■ **Instrucciones**:
1. Transcribe del texto citado el fragmento que empieza en "Y entra el batallón" y termina en "llevaba guante blanco...".
2. Según el texto citado, ¿qué personas nombradas estaban en el departamento del quinto piso?

Y entra el batallón Olimpia. | Foto Manuel Gutiérrez Paredes; 1965-1970 (predominan 1967-1969) Archivo Histórico de la UNAM

ERAN LAS 10 Y 6 DE LA TARDE

¿Quiénes eran? Y no me habían detenido de inmediato hasta esa observación a mi mano izquierda que no llevaba guante blanco...

POR LUIS GONZÁLEZ DE ALBA

Vi reaparecer a los soldados ya sobre la Plaza. La gente, aunque los tenía a sus espaldas, también lo supo, avisada por los últimos, y se echó a correr hacia el Chihuahua. Sonaron balazos a la distancia. No supe de dónde. Luego dos helicópteros hicieron movimientos circular sobre la Plaza, cayeron dos bengalas, verde y roja: todo está mejor referido en mi crónica escrita todavía en la cárcel. Desde el barandal del Chihuahua vi que, al borde de la plaza, que termina en escalones, la gente se había frenado en su carrera y los de atrás caían sobre los de adelante. Me preguntaba el motivo de haberse frenado de forma tan intempestiva, cuando a mis espaldas hubo gritos en los cubos de las escaleras. Las voces llegaron al tercer piso: “¡Ahora les vamos a dar su revolución, hijos de su puta madre!”. Miré a quienes gritaban: hombres jóvenes, sin uniforme, un guante blanco en una mano y pistola en la otra. No armas largas, pistola porque al rodear el edificio habían debido ocultarla. El guante blanco, lo supimos meses después, lo llevaban para identificarse entre sí ya que no iban uniformados.

A MIS LADOS VI A DOS JÓVENES DISPARANDO SOBRE LA GENTE, AL AZAR, AQUI Y ALLÁ, UN GRANDOTE A MI DERECHA, UN CHAPARRITO A MI IZQUIERDA

Ya no vi a mis amigos del CNH. Un mes después, y en Lecumberri, supe que al oir los gritos y ver a los empistolados habían buscado escapar y sólo podían subir, así que corrieron escaleras arriba. Pero el Chihuahua no tiene azoteas colindantes con otros edificios, no puede uno saltar por azoteas y bajar hacia una calle como un vecino más que sale a comprar el pan. Les abrieron en un departamento del quinto piso que no mira a la Plaza, sino hacia el interior de la Unidad Habitacional. Cerraron la puerta y guardaron silencio. Estaban Gilberto Guevara, El Búho, Anselmo Muñoz, Pablo Gómez y otros.

■ **Información proporcionada**:

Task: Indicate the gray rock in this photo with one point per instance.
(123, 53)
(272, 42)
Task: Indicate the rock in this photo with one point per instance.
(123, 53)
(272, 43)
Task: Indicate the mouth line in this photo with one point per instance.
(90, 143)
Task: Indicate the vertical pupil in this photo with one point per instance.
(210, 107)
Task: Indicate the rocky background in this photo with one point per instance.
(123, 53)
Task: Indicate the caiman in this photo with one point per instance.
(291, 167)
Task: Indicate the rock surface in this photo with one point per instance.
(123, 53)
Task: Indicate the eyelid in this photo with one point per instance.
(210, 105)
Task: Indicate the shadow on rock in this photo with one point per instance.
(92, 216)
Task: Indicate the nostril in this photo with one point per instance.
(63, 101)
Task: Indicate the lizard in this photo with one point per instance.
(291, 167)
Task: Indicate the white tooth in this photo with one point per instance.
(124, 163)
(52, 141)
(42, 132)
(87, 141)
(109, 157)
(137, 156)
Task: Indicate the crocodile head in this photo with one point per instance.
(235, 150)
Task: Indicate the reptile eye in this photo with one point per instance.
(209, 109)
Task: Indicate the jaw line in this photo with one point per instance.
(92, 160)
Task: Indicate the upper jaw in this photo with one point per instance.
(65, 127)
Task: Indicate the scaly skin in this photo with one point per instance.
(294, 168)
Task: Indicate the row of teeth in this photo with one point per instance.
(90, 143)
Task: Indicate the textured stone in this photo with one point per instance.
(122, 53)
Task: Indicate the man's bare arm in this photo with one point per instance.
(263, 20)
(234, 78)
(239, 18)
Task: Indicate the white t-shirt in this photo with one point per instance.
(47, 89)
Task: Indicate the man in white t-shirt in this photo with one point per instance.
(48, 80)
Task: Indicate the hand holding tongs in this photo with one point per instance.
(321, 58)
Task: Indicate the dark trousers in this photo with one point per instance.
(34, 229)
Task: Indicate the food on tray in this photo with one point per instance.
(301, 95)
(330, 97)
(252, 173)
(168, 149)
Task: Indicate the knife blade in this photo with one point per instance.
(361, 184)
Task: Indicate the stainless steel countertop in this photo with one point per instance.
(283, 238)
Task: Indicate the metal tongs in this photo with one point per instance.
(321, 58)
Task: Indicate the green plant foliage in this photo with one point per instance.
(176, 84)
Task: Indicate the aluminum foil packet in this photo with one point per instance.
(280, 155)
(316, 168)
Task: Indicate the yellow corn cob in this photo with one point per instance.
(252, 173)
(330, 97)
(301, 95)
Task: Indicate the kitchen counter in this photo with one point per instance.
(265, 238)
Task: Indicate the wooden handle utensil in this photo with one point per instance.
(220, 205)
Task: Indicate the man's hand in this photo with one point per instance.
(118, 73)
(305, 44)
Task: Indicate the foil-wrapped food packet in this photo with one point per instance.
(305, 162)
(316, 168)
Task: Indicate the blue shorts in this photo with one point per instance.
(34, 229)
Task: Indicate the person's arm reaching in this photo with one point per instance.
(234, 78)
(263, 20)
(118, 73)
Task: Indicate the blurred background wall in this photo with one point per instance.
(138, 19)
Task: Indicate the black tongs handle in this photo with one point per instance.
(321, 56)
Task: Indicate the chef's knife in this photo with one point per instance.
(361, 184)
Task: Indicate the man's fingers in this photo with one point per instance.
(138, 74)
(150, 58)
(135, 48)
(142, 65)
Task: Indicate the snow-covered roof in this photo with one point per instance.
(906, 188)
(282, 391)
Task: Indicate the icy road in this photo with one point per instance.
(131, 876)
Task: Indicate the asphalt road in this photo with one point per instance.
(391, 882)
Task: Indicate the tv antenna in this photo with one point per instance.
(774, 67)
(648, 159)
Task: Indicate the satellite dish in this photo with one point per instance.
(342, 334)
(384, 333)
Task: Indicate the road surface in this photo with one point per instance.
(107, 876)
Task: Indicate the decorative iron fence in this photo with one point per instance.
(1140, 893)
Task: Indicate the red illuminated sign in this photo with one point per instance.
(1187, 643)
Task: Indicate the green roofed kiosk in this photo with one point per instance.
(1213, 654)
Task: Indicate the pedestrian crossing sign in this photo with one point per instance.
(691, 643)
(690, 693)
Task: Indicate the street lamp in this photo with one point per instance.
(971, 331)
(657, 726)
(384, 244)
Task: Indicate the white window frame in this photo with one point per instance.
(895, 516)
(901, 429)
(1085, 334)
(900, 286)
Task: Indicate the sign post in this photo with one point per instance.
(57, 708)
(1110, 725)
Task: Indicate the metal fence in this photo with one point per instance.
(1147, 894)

■ **Respuestas por tarea**:
1.
Y entra el batallón Olimpia. | Foto Manuel Gutiérrez Paredes; 1965-1970 (predominan 1967-1969) Archivo Histórico de la UNAM

ERAN LAS 10 Y 6 DE LA TARDE

¿Quiénes eran? Y no me habían detenido de inmediato hasta esa observación a mi mano izquierda que no llevaba guante blanco...

2. Gilberto Guevara, El Búho, Anselmo Muñoz y Pablo Gómez.